-- START Article --
How to Start Enjoying Reading Again

Ignite that flame of love for books in your heart

How to Start Enjoying Reading Again
Photo by Lê Tân on Unsplash

Ignite that flame of love for books in your heart

Are you someone who used to swear by books in your childhood, but as an adult, have been struggling to get back to reading with the same passion as in your youth?

You read, there’s no denying that, but you are unable to replicate that feeling of wide-eyed awe that used to burn bright in your heart when you were a child.

Do you fear that you will never have that feeling of satisfaction of being transported to a different world again, that obsession with which you love an author so much, you need to read everything they have written?

If you found yourself nodding, let me tell you this: you are not alone.

And the best part — this can be changed.

With some conscious effort and minor lifestyle changes, you will be able to get that wild, all-consuming love for books burning in your heart.

I know this because I had been an avid reader back in school. Then, college happened, and I got so busy, I could barely manage to read one book each month. Things got worse when I started working and months passed by when I didn’t read a single book.

It wasn’t that I wasn’t trying. I was. I just wasn’t able to love a book with all my heart to make me want to leave everything else and keep reading.

Reading felt like a chore and I was doing it not out of love for books, but for the need to keep checking off names on my TBR (to-be-read list).

But then, I made some decisions in 2019 that helped me read 81 books in one year. I did not skim through but read them with the passion that made me forgo sleep and stay up all night to finish a scene.

In this article, I am going to share with you all the tips and hacks I followed to start enjoying reading again. I hope they will resonate with you and help you become a passionate reader.

Don’t Take Too Long To Finish A Book

I have observed that the longer I take to finish a book, the lesser invested I would be in its story. This might be true for others as well because you can only be immersed in the world an author creates if you read it in a flow and let the atmosphere pull you in.
-- END Article --
Instruction 1:
Answer these questions from the article on enjoying reading again:
(a) How many books did the writer read in one year after making some decisions in 2019?
(b) What does the abbreviation TBR stand for?
(c) Under the heading "Don't Take Too Long To Finish A Book," what does the writer say happens the longer a book takes to finish?
The article and the records have no connection to each other.
-- START Input data --
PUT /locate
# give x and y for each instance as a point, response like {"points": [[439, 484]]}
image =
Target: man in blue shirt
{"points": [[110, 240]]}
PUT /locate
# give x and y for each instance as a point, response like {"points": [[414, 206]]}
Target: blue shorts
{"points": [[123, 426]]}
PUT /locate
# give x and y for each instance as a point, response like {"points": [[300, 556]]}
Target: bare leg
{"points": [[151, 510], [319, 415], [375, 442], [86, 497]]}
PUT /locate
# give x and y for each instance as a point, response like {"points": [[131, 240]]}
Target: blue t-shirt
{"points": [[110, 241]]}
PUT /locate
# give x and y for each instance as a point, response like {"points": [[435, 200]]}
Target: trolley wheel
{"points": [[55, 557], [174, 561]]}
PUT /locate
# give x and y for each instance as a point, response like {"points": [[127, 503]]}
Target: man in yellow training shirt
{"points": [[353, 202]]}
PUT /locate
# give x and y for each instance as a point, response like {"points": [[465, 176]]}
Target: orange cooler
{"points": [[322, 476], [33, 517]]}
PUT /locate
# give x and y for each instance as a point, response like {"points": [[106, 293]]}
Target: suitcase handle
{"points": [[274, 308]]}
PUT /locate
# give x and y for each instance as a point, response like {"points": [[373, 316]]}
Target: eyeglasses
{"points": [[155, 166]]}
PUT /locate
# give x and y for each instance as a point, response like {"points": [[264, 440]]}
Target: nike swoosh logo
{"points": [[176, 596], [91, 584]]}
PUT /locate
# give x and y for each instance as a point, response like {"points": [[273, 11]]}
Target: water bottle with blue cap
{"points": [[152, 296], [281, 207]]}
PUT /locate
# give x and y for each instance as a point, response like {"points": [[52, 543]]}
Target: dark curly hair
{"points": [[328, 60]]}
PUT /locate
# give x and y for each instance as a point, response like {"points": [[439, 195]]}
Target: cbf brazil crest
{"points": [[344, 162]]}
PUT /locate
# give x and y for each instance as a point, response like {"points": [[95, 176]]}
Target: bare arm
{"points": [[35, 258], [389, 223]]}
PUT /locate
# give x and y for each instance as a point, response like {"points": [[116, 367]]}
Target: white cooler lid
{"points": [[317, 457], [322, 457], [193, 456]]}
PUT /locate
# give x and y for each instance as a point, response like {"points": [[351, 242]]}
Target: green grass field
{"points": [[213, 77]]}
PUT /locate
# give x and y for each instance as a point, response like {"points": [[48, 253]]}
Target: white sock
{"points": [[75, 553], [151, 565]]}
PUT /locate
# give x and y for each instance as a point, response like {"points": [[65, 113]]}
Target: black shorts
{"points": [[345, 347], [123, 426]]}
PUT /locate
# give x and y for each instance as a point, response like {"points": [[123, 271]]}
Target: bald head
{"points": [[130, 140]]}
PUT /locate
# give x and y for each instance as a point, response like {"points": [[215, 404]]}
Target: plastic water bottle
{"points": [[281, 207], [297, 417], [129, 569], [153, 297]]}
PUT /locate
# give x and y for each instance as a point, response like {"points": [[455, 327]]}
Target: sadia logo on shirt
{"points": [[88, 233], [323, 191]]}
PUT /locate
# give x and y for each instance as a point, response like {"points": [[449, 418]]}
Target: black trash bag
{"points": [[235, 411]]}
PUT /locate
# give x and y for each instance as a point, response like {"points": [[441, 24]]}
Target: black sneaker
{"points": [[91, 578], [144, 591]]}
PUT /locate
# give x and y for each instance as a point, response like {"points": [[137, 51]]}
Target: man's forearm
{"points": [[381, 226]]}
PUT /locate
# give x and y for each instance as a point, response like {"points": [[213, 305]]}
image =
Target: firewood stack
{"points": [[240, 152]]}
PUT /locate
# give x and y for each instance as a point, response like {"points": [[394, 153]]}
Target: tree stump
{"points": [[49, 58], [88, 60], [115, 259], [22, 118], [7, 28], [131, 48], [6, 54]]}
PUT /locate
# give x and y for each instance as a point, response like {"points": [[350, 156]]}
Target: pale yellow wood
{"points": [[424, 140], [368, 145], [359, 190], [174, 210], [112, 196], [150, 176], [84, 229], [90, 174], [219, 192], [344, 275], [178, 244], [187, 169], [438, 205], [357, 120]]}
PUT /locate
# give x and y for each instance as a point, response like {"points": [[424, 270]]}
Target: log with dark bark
-- END Input data --
Instruction 2:
Gather every line of the records that contains the string "water", treating uppercase and lowercase as different.

Task output 1:
(a) 81 books.
(b) To-be-read list.
(c) The writer becomes less invested in its story.

Task output 2:
Target: water bottle with blue cap
Target: plastic water bottle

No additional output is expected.